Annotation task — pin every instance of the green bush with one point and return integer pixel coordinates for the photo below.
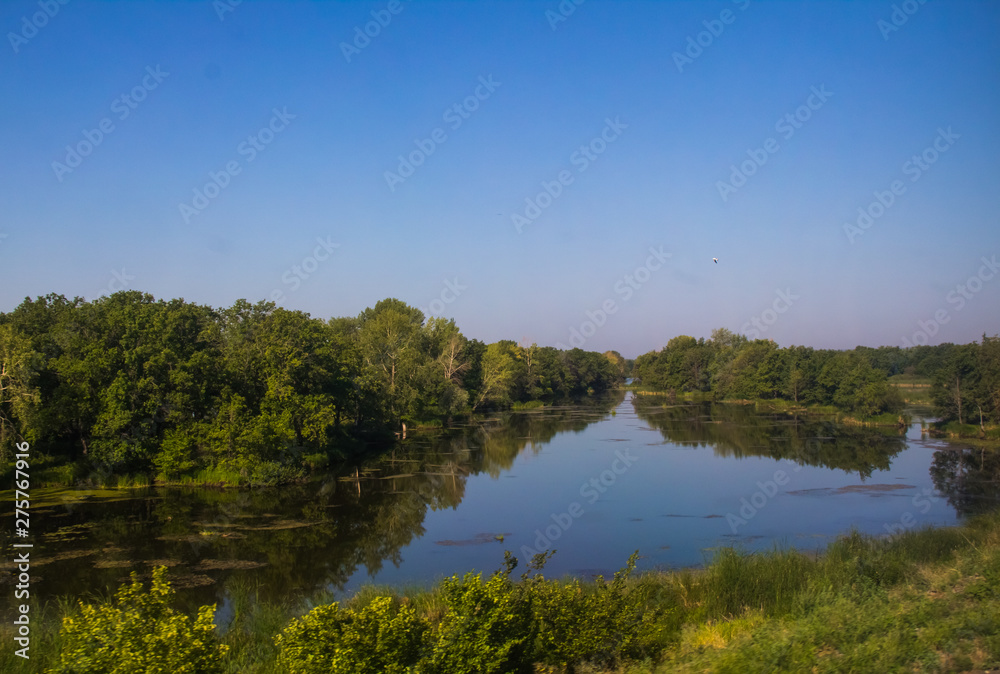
(601, 626)
(331, 640)
(139, 633)
(487, 627)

▬▬▬

### The request
Rewrite these items with "green bush" swapped for "leafy shrub" and everything else unchanged. Leave out the pictures.

### Correct answer
Annotation task — pin every instance of the leafy shrub with one point and return integer pixel coordinates for the photo below.
(601, 626)
(331, 640)
(139, 633)
(487, 627)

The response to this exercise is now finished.